» **STATED TASK 1**
Using the stock option plan excerpt, answer each question:
(a) How long after the date of grant do options become fully vested?
(b) Which act governs exercise of an option during the optionee's lifetime?
(c) What follows for an optionee who ceases to be a director of the Company?

**** SELECTION

Options granted under this Plan shall not be exercisable until they become
vested. Options granted under this Plan shall become fully vested in the
optionee and thus become exercisable six (6) months after the date of
grant.

 

(b) NON-TRANSFERABILITY.
Any option granted pursuant to this Plan shall not be assignable or
transferable other than by will or the laws of descent and distribution,
pursuant to a valid domestic relations order, or otherwise in accordance with
the terms of the optionee’s stock option agreement, and shall be exercisable
during the optionee’s lifetime only by him or her and then only in accordance
with the provisions of the Securities Act of 1933 and the rules promulgated
thereunder.

 

8. TERMINATION OF
OPTION RIGHTS.

 

(a) If an
optionee ceases to be a director of the Company, for whatever reason, no
further grants of options shall be made to that optionee pursuant to this Plan.

********
**** DATA SECTION

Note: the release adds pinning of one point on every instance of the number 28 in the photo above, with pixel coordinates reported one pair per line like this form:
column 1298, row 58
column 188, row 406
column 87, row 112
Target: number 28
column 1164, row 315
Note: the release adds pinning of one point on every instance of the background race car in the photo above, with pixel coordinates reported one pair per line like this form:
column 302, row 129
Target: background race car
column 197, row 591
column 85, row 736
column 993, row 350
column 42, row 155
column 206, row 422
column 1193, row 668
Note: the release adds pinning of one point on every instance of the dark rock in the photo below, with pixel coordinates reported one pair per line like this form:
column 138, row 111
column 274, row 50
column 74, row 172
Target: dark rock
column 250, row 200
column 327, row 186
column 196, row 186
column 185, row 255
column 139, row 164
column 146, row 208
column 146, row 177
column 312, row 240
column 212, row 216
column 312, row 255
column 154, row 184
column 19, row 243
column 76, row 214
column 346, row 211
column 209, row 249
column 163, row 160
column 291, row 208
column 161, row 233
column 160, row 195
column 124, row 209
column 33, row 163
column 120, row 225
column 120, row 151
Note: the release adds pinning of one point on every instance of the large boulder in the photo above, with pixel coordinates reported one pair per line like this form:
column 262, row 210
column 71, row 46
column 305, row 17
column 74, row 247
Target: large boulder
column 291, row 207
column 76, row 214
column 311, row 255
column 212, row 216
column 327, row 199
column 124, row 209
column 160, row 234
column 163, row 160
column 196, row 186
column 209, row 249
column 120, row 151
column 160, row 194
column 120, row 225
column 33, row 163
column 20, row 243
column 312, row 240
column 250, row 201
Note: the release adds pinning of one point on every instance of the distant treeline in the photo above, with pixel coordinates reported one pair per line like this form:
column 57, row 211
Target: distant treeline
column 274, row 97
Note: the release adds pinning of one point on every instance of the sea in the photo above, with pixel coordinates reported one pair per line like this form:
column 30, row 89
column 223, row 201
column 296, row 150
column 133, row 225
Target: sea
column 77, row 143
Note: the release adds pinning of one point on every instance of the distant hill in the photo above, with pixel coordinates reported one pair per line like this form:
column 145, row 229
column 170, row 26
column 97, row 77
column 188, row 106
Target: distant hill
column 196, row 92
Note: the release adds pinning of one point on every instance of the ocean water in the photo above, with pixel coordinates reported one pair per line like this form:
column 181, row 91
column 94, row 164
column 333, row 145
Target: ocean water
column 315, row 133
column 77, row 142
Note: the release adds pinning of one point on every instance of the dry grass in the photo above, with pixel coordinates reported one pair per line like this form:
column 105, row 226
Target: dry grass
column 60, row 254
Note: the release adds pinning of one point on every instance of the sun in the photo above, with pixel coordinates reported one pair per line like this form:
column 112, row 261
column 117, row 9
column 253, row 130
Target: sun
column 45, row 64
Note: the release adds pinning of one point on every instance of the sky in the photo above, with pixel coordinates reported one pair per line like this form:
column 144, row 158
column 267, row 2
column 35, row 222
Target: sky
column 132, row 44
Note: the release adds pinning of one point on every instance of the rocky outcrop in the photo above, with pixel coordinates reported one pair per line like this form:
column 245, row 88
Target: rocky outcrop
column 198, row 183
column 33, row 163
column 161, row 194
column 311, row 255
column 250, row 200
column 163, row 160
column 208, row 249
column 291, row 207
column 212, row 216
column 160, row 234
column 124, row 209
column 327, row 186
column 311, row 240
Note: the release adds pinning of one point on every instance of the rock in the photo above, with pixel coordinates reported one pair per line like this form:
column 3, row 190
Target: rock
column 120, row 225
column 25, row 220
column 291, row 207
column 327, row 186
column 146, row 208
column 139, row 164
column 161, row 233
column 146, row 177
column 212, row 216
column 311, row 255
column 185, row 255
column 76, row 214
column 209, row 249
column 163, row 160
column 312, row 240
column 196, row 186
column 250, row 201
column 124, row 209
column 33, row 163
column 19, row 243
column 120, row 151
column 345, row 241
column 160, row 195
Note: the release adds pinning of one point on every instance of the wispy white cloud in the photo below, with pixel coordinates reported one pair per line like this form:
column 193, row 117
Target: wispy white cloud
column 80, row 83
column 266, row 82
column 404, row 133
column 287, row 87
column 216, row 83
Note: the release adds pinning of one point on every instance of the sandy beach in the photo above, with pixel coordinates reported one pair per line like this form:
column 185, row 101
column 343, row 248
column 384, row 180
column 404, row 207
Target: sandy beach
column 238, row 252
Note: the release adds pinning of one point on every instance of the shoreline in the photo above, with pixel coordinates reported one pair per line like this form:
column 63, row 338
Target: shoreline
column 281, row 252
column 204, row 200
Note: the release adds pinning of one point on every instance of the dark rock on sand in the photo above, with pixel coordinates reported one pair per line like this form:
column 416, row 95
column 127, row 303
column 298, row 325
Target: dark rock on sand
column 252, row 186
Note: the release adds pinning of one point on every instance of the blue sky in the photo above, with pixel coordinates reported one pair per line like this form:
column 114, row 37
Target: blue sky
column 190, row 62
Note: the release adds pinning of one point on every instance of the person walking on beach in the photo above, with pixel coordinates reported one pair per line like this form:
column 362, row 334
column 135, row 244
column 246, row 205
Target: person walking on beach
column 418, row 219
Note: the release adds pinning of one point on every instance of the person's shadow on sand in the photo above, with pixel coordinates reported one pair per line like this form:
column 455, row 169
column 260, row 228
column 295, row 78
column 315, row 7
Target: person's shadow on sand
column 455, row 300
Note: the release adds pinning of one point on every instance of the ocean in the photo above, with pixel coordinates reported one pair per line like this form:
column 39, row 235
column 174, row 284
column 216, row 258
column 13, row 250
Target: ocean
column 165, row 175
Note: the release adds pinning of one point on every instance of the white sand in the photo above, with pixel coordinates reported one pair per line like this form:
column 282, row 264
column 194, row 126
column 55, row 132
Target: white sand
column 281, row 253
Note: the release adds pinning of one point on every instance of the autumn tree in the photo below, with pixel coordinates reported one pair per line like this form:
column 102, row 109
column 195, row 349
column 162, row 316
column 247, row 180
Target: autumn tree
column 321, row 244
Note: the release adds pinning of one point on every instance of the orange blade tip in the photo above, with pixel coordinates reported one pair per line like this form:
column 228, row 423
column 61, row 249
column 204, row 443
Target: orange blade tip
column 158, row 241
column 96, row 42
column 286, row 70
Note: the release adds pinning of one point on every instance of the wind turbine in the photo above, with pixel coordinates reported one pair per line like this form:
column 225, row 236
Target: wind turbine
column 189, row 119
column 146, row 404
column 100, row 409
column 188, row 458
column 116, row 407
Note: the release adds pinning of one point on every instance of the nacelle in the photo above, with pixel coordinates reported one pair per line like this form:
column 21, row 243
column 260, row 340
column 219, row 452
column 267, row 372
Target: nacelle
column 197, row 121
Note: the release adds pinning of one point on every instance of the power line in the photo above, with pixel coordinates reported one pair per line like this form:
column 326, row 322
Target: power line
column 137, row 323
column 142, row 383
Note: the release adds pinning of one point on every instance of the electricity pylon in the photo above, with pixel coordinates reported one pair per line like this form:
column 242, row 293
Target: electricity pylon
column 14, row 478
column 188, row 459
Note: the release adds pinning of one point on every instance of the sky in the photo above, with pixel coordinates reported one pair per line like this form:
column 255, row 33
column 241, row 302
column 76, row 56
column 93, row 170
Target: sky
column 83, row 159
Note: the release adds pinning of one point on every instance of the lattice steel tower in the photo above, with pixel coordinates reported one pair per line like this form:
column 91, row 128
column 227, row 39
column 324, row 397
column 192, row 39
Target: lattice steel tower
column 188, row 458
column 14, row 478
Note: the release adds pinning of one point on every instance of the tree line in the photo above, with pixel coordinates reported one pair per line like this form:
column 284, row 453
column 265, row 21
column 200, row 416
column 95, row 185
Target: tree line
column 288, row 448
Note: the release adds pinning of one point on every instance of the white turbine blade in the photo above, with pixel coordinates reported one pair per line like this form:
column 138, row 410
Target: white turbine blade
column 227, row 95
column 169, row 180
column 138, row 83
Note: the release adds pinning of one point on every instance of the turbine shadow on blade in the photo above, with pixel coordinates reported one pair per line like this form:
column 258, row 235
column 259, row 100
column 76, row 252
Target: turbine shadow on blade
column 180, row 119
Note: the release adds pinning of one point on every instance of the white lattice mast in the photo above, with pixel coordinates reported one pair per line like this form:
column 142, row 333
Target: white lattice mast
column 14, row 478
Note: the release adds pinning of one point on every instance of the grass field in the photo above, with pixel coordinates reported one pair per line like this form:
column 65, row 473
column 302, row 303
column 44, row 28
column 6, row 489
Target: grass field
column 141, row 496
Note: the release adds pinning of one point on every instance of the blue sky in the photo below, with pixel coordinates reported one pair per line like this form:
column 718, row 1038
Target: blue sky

********

» **STATED TASK 2**
Echo the rows from the line with "of the sandy" to the line with "column 238, row 252", both lines included.

» **FULL ANSWER 1**
(a) Six (6) months.
(b) The Securities Act of 1933 and the rules promulgated thereunder.
(c) No further grants of options are made to that optionee under the Plan.

» **FULL ANSWER 2**
Note: the release adds pinning of one point on every instance of the sandy beach in the photo above, with pixel coordinates reported one pair per line like this form:
column 185, row 101
column 343, row 248
column 384, row 180
column 404, row 207
Target: sandy beach
column 238, row 252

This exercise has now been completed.